Page:
● ● ●

Friday, June 19, 2015

TEENAGERS AND DATING




TEENAGERS AND DATING.



Introduction: The Problem of Premature Dating.

Teenagers invest massive amount of time, thought, and energy into dating pressure and possibilities. For example, they talk about Who is dating Who? While many young people devote much time and effort to "The Dating Game", only few are prepared for the new stresses and choices that dating presents. Teenagers face intense pressure from others around them to "go out" with someone.


Discuss A:  Why Do Many Teenagers Date.

 Many teenagers date because of the following reasons:

·        Dating is badge of acceptance.

·        It is an evidence of a teenagers worth of attractiveness.

·        Some teenagers date because close friends start dating.

·        Some teenagers are looking for Love, security or support in a date.

·        It is a way to assert their independence by going where they choose and                with whom they choose.

·        Many teenagers just date because they feel it is expected of them to                       date.

Points above are some of the reasons teenagers get involved in dating and a great numbers of teens set themselves up for danger and disappointment because they are playing 'The Dating Game', blindly, ignorant of the many decisions to be made in dating. For a teen to start dating, key decision need to be taken into consideration.  Below are some of these decision:

 
Discuss A:    Decision in dating


(When  to start dating)

Some parents think their children should be certain age before dating. Similarly, some teenagers think they were born ready to date, while others feel they crossed the "date line", when they became teenagers. Though a chronological age is a reliable indicator of a teenagers readiness to date,  the crucial factor is whether he or she is spiritually and emotionally mature to handle the many DECISIONS and DANGERS of dating. While some teenagers may be mature enough at fifteen or sixteen, others may not be mature at such age and probably need to wait longer.

Key Indicators of a Teens readiness for dating.

·        Is he or she often influenced by peer pressure.?

·        Is he or she most attracted to people of his or her own age? 

·        Has the teen committed himself or herself to sexual purity and           determined not to compromise that commitment.?

·        Does the teenager have his or her parent's permission to date ?.


If  the teen child  have a 'No Answer' to the above questions, then the young
teens should be more spiritually and emotionally matured before dating.

 

The Dangers of Dating

 The danger in dating is that the teenager will do something that will seriously damage chances of future happiness and a successful marriage.  It is easy for teens to think, “I have my whole life ahead of me. The choices I make now will not have any effect in future.” However, dating patterns and things a teenagers does will greatly affect the quality of his or her future life. Some of the dangers in dating are :

 

    Dating can lead to broken hearts.

A large part of dating is flirting. Flirting is acting like you love someone. The object of flirting is to create a romantic attachment with the other person with no serious intention. The idea of a romantic relationship with someone of the opposite sex is very appealing to teens. Most teenagers realize that the relationship is temporary and with no commitment involved. Both guy and girl realize that either one is free to break up the romance at any time for any reason. This may sound harmless, but as two people become romantically involved, they begin to bond emotionally. Even though there are no commitments, two single people begin to increasingly think of themselves as a couple. They are seen together and viewed as a couple by their friends. They are bonding and becoming emotionally glued together.

● ● ●

Excerpted data:

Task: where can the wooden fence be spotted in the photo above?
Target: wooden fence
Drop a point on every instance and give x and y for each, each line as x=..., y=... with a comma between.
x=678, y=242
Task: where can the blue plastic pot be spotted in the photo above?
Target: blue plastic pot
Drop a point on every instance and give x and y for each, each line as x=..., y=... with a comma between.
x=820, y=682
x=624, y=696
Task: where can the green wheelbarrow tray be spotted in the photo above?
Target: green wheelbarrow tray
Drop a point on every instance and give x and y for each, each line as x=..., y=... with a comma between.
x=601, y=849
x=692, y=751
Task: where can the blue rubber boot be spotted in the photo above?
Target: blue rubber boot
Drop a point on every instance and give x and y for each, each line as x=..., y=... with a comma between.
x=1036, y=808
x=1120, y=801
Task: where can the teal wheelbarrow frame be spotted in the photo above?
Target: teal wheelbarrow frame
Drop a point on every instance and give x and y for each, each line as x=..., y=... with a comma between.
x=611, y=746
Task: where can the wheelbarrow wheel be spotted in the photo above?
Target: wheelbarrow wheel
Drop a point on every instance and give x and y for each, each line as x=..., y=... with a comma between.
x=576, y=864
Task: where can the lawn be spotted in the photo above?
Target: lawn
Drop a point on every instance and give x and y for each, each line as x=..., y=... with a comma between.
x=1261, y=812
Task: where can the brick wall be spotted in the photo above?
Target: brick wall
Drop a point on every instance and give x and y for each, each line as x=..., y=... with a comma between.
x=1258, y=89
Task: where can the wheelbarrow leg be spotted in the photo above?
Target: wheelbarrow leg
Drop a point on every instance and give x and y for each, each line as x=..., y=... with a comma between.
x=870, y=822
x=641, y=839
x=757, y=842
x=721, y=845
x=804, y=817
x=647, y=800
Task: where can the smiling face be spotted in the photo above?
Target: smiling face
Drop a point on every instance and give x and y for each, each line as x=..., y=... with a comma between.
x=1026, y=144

● ● ●

Short problem:
Please answer these questions from the page on teenagers and dating:
1. Dating is called a badge of what?
2. What does the page name as the crucial factor in deciding when a teen is ready to date?
3. What does it say a large part of dating is?

Answer for the task:
1. Acceptance.
2. Whether he or she is spiritually and emotionally mature enough to handle the many decisions and dangers of dating.
3. Flirting.